— start Passage given —

Statue of Matthias Corvinus, Cluj

Statue of Matthias Corvinus, Cluj

Cluj (Kolozsvar in Hungarian) was a good place to start understanding the Hungarian connection. In the centre of the Old Town, in front of St Michael’s church, stands the statue of Matthias Corvinus, King of Hungary in the 15th Century

On our day trip to the Huedin Microregion (Caikszereda in Hungarian) on day 2 we saw some of the Hungarian villages near Cluj. We stopped at a church in Mănăstireni just as the service was ending and were treated by the pastor to a private tour of the church and its small museum. This was one of the few trips when speaking Hungarian was a real advantage.

Although the region was mostly Hungarian, there were some Romanian towns. It was a policy in the Ceausescu era to move ethnic Romanians into Hungarian villages to dilute the population. Some places have kept their Hungarian names, whilst others like Kolozsvár (Cluj) have Romanian names. Despite being nearly 100 years on from the Trianon Treaty, many Hungarians are still bitter about it. It's unlikely that anything is going to change though as the issue isn’t high on politician’s lists of things to fix.

It's not just the Transylanian issue that concerns people, as we discovered. We noticed “bassarabia e romania” (“Bessarabia is Romanian”) graffiti by the sides of the mountain roads to the Bucegi plateau. This is a historic region that was once part of Romania but now largely part of modern-day Moldova. The more that I read about the region, the more I discovered other territories like Transnistria and Dobruja with complicated histories and territorial claims.


Dracula

The Dracula myth is loosely based on the real Vlad Tepes, Prince of Wallachia in the 1400s. One theory we heard was that Bram Stoker had a relationship with a Hungarian professor from the University of Budapest and had heard stories of Vlad’s brutality. Vlad was famous for impaling the heads of his victims and displaying them along the routes that his enemies would travel along. This was intended to create fear and a sense of Vlad’s army being larger and more brutal than it was. As one historian told us, Vlad was probably no worse than many rulers at the time, it's just that he’s become famous for it, earning the name Vlad The Impaler.

The Dracula myth is actually a combination of influences from Vlad the Impaler, a European legend about a blood-sucking  South American and Transylvania’s reputation as a wild and mysterious place. The name Dracula actually comes from Vlad Tepes’ father, Vlad Dracul, who got his name after becoming a member of the Order Of The Dragon ... Dracul meaning Dragon.

— end Passage given —
— start Given entries —

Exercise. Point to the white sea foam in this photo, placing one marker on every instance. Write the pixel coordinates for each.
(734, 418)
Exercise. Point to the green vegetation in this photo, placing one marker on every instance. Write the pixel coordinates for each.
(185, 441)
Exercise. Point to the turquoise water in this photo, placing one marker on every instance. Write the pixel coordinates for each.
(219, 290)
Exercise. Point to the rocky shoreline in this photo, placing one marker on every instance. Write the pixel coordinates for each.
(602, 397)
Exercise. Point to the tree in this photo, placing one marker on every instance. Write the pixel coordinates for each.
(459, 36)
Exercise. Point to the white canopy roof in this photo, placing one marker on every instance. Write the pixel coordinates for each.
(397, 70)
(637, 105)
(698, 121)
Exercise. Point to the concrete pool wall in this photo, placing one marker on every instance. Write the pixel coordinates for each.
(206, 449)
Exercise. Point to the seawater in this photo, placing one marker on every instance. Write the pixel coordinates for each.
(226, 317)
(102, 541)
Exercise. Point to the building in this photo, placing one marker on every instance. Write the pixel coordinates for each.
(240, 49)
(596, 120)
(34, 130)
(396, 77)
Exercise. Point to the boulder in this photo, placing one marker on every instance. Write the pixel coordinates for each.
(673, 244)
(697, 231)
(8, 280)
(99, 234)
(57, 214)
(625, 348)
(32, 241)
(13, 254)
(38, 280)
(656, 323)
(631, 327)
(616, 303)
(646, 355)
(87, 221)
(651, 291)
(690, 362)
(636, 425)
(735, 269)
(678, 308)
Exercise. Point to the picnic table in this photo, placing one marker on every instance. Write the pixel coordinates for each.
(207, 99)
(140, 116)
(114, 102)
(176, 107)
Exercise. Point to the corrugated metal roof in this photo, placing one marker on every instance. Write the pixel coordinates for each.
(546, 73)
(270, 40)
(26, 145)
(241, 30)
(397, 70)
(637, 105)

— end Given entries —

Direction: Continue the travel piece on Cluj and Transylvania above, picking up right after its final sentence about the Dracula name.

Output of the task:
Thankfully Romania hasn’t gone overboard on exploiting the Dracula connection. In Sighisoara (Segesvar in Hungarian) we had dinner in a slightly tacky restaurant in the building Vlad was (supposedly) born in. In 2002 plans to build a Dracula theme park just outside the town were abandoned following criticism from UNESCO, Greenpeace and the Prince of Wales, amongst others. Instead, Bran Castle near Brasov is the centre of Dracula tourism. The castle’s connection to Vlad is highly tenuous as he may have stayed there for a few nights. The most interesting Vlad The Impaler fact for us was that he was imprisoned in by King Matthias at Visegrad Castle, right next to where we got married.  


The Trip

Clock Tower, Sighisoara

Clock Tower, Sighisoara

 Our 8-day trip started in Cluj-Napoca, ending in Sibiu via Sighisoara and Brasov. Driving in Transylvania there can be an adventure in itself. Roads are badly maintained and mostly single carriageway. Lorries share the road with horse &carts and often overtake without warning. This means that driving times between towns are longer than similar distances in other countries.

Highlights were:

  • Sighisoara, a UNESCO World Heritage town. We took a fascinating guided walking tour with Peter from the Cultural Heritage InfoPoint near the Clock Tower.

  • Viscri Fortified Saxon Church, also a UNESCO site. It’s 10km along a very bumpy dirt track. Well worth the effort though for a few hours of peace in a beautiful old village.

  • Cycling from Sibiu to the ASTRA open-air museum at Dunbrava National Park.

Things we wish we had known:

  • Don’t go to Turda Salt Mine on a national / bank holiday. It was rammed in there.

  • Heroes Cross and the Transfaragasan Road are only doable in the summer. We tried to get to Heroes Cross but only made it as far as the cable car station.

  • Sinca Veche is really weird. We’d heard reviews of people who had experienced strong energies there. We just didn’t get it.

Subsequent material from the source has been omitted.